BEGIN
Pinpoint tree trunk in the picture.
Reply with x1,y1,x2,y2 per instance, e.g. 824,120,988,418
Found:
END
BEGIN
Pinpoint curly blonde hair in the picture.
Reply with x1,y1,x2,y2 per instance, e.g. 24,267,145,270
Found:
END
- _EXERCISE OBJECTIVE_
Which lines above carry the string "Reply"? Copy those lines.

- _OUTPUT OF THE TASK_
Reply with x1,y1,x2,y2 per instance, e.g. 824,120,988,418
Reply with x1,y1,x2,y2 per instance, e.g. 24,267,145,270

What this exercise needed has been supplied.